* **Given exercise**: Please copy every line of the data from the start through the line containing "211,8,328,161", offsetting each bounding-box coordinate by 128 and leaving the pictures out.

(Data entries)
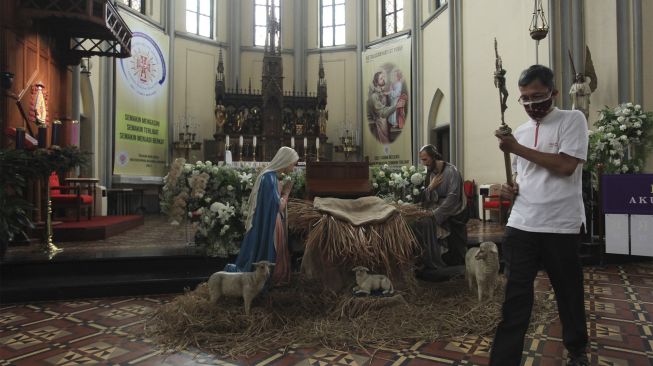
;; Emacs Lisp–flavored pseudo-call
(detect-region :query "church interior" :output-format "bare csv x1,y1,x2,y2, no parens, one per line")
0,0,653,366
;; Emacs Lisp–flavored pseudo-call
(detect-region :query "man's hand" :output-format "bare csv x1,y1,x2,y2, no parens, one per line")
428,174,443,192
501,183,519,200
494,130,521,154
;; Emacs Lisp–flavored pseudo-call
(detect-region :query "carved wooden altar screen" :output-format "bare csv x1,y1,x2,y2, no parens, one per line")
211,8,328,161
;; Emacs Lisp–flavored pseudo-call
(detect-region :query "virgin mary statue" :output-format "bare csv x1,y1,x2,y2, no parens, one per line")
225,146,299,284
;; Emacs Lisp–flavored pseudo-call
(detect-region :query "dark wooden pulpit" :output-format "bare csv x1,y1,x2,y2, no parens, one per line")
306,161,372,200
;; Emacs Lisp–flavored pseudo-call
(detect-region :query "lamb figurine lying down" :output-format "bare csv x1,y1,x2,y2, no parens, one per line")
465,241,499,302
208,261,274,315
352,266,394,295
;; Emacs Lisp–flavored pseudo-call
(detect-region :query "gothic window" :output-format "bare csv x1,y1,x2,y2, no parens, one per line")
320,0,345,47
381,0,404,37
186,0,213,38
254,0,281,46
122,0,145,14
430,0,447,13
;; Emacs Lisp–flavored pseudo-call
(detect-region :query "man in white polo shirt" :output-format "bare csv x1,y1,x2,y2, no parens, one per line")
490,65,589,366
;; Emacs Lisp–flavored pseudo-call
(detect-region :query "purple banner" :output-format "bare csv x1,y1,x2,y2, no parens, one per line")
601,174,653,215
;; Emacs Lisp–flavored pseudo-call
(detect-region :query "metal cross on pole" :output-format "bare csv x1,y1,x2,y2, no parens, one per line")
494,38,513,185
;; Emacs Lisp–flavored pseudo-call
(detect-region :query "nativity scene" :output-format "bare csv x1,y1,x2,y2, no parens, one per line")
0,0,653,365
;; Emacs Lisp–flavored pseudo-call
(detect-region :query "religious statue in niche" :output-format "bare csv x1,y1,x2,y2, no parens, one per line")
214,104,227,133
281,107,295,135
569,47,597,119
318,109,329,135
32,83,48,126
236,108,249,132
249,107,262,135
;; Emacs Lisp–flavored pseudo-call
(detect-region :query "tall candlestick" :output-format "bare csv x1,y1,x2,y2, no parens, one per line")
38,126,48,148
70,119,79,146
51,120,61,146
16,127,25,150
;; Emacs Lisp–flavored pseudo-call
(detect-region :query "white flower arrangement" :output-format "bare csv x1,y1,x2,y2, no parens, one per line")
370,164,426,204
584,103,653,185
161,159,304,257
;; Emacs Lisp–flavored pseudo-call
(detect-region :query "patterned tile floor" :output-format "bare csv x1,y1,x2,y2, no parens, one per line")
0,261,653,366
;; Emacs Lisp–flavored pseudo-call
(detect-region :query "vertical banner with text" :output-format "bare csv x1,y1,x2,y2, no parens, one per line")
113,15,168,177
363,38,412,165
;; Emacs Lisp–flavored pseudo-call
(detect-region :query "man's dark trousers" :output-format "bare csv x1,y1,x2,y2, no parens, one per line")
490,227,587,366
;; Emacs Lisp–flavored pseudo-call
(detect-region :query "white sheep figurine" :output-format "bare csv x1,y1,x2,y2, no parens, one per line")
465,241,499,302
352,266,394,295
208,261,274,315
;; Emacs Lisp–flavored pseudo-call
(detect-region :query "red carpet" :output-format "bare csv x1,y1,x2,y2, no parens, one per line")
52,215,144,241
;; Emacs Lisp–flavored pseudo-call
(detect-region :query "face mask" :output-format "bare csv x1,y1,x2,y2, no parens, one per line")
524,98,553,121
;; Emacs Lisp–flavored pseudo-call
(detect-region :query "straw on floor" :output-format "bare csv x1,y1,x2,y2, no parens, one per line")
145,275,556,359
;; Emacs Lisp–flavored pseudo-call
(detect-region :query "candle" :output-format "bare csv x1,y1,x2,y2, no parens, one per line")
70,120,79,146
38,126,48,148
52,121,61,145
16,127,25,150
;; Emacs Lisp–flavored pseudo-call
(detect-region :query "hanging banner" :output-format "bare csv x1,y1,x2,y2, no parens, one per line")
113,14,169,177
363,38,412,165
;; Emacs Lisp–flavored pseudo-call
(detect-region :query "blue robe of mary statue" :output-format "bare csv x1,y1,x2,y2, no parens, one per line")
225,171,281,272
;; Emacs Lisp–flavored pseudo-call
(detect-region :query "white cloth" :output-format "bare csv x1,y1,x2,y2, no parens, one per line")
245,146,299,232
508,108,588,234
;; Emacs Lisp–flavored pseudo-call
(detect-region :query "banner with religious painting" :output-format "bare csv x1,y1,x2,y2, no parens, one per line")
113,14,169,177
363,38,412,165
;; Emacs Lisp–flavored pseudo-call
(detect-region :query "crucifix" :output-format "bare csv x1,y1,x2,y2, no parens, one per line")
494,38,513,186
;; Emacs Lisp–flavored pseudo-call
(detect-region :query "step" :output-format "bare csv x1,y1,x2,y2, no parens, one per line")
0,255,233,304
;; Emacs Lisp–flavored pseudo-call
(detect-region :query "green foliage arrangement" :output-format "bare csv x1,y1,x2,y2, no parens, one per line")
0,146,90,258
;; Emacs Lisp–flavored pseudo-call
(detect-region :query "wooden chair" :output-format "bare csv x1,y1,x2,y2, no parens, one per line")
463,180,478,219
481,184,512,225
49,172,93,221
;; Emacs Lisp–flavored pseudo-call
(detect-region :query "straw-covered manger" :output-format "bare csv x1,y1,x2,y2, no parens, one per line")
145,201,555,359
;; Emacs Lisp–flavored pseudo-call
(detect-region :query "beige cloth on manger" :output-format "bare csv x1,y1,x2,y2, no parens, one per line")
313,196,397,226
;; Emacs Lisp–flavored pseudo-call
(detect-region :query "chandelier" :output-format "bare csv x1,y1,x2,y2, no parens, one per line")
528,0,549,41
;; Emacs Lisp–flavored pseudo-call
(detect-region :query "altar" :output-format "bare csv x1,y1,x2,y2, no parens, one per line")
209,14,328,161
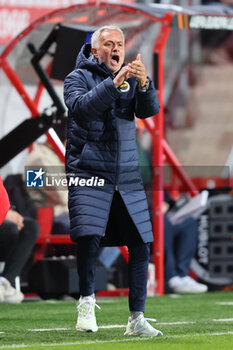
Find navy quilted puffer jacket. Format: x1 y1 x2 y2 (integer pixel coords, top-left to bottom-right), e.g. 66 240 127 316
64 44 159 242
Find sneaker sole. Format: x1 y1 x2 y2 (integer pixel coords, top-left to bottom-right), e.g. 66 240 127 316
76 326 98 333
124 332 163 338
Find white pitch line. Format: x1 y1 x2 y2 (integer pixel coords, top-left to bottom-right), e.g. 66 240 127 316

* **Written response**:
;; Emacs Lisp–flavored pseudo-call
(detect-region :query "church interior" :output-format "bare csv x1,y1,x2,y2, no parens, one per line")
128,128,781,494
;; Emacs Lisp–flavored pseudo-call
(detect-region :query "man's hand" :output-format "bare csv x1,y1,x2,y2, no parens, one per line")
556,302,571,320
629,311,647,328
622,258,649,282
;; Emacs Lisp–flavored pseudo-call
(detect-region :query "carved wooden altar screen" :output-format "bare csv x1,y1,x2,y2, no parens, one per line")
339,136,456,289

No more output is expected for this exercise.